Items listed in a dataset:
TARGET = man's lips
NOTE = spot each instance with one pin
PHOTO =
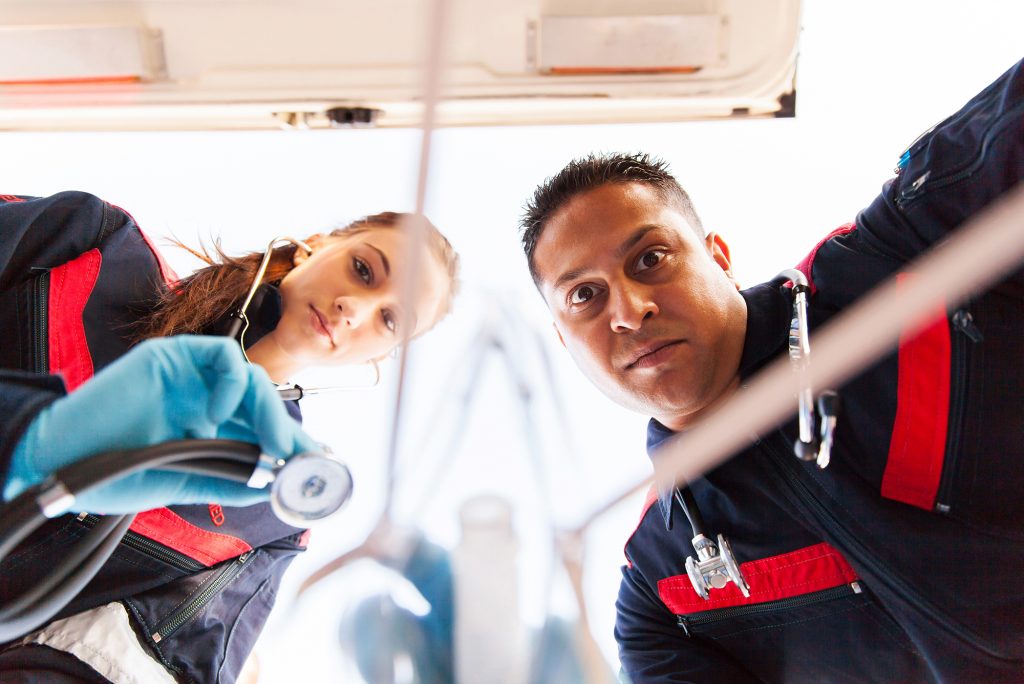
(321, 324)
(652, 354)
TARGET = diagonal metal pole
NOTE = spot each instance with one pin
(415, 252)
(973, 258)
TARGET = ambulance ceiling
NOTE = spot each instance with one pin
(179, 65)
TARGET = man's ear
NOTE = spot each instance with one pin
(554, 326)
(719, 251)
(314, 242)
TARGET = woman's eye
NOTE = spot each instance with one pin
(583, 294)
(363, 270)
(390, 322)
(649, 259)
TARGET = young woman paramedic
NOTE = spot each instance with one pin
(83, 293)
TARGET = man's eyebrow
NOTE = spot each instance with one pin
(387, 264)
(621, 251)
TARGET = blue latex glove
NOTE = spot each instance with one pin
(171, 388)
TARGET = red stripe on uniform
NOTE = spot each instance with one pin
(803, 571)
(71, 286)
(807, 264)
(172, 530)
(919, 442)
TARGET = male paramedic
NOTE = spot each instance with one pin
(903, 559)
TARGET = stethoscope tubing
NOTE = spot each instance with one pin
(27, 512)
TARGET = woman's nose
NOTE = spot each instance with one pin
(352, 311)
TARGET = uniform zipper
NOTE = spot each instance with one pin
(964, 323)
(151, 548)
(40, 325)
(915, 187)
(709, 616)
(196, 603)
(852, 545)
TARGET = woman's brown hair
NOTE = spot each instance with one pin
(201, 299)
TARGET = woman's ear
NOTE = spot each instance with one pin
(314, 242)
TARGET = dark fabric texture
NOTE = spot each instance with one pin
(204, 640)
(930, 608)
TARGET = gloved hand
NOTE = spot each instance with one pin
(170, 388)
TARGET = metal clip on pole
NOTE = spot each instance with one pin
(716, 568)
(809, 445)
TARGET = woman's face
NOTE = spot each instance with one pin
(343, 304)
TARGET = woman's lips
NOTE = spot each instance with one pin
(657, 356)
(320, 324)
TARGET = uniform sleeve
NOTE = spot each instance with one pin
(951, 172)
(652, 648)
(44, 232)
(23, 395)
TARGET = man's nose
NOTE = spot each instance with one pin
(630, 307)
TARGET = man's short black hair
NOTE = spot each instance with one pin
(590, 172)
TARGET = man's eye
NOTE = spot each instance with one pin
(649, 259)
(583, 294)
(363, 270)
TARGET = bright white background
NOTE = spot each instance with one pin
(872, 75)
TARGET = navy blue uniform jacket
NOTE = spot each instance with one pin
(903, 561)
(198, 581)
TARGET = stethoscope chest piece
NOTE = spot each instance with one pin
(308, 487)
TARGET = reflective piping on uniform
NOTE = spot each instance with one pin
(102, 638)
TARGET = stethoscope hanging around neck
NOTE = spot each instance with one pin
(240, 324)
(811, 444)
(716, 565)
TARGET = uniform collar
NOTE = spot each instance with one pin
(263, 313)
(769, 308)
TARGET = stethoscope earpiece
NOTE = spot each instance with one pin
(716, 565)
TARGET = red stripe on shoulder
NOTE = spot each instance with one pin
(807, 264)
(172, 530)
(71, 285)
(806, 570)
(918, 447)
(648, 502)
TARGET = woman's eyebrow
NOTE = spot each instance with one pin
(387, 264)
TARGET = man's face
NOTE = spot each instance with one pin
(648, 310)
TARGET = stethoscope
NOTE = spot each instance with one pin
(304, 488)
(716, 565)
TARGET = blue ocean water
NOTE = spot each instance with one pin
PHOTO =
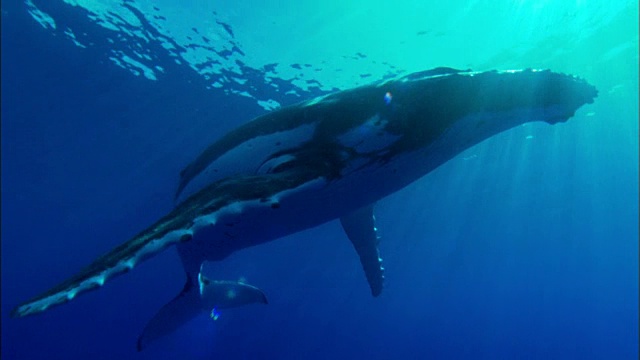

WORK INSTRUCTION:
Each record above is to be copied exactly. Drop the pictures.

ANSWER FOR THE TASK:
TARGET = man's lips
NOTE = spot each instance with one pin
PHOTO =
(321, 324)
(652, 354)
TARGET = diagonal metal pole
NOTE = spot each instance with one pin
(415, 252)
(973, 258)
TARGET = ambulance ceiling
NOTE = spot each instance with one pin
(179, 65)
TARGET = man's ear
NOTE = spot each instance with one pin
(554, 326)
(719, 251)
(314, 242)
TARGET = woman's eye
NOTE = spot each instance with one pin
(583, 294)
(363, 270)
(390, 322)
(649, 259)
TARGET = young woman paramedic
NOTE = spot each instance with one pin
(83, 293)
TARGET = man's eyebrow
NOTE = spot each instance with one pin
(387, 264)
(621, 251)
TARGET = blue latex glove
NOTE = spot each instance with one pin
(171, 388)
TARGET = red stripe on uniform
NOTE = spot each instance with one pin
(803, 571)
(71, 286)
(807, 264)
(172, 530)
(919, 442)
TARGET = male paramedic
NOTE = spot each instance with one pin
(903, 559)
TARGET = stethoscope tubing
NOTE = spot each instance with one pin
(27, 512)
TARGET = woman's nose
NOTE = spot each instance with one pin
(352, 311)
TARGET = uniform zipper
NOTE = spot each instance with one pin
(964, 323)
(151, 548)
(40, 325)
(915, 187)
(709, 616)
(196, 603)
(852, 545)
TARGET = woman's brown hair
NOTE = spot each instance with one pin
(201, 299)
TARGET = woman's ear
NOTE = spot each instance with one pin
(314, 242)
TARGET = dark fabric texture
NOTE = spot each instance with one pin
(204, 640)
(930, 608)
TARGET = gloved hand
NOTE = spot each instance with one pin
(170, 388)
TARGET = metal clip on pole
NOTE = spot each instance with one pin
(716, 568)
(809, 445)
TARGET = woman's face
NOTE = spot each instance with one pin
(343, 304)
TARGET = woman's lips
NOTE = spot each instance with one pin
(657, 356)
(320, 324)
TARGET = uniform sleeve
NOTE = spot each instance with one pin
(951, 172)
(652, 648)
(44, 232)
(23, 395)
TARGET = man's nose
NOTE = spot each instance with one pin
(630, 307)
TARGET = man's short black hair
NOTE = spot each instance with one pin
(590, 172)
TARGET = man's eye
NOTE = spot each instance with one pin
(649, 259)
(583, 294)
(363, 270)
TARGET = bright white background
NOTE = spot each instance with one pin
(872, 75)
TARGET = navy blue uniform jacket
NOTE = spot each instance with one pin
(903, 561)
(198, 581)
TARGET = stethoscope chest piece
NOTE = spot each instance with one pin
(308, 487)
TARGET = reflective piping on uniform
NOTE = spot each instance with one pin
(102, 638)
TARGET = stethoscope hanging around neck
NOTE = spot each instance with one pin
(240, 324)
(811, 444)
(716, 565)
TARGET = uniform collar
NOTE = spot each instance with one pin
(263, 313)
(769, 308)
TARGET = stethoscope earpiece
NOTE = spot each instance with one pin
(716, 565)
TARGET = red stripe on shoulder
NOTE = spot each instance with one pin
(807, 264)
(172, 530)
(71, 285)
(806, 570)
(918, 447)
(648, 502)
TARGET = woman's eyebrow
NOTE = spot each instance with one pin
(387, 264)
TARGET = man's face
NOTE = spot each instance with one pin
(648, 310)
TARGET = stethoscope
NOTE = spot each instance with one pin
(304, 488)
(716, 565)
TARGET = blue ocean water
NOTE = spot each instance with one pin
PHOTO =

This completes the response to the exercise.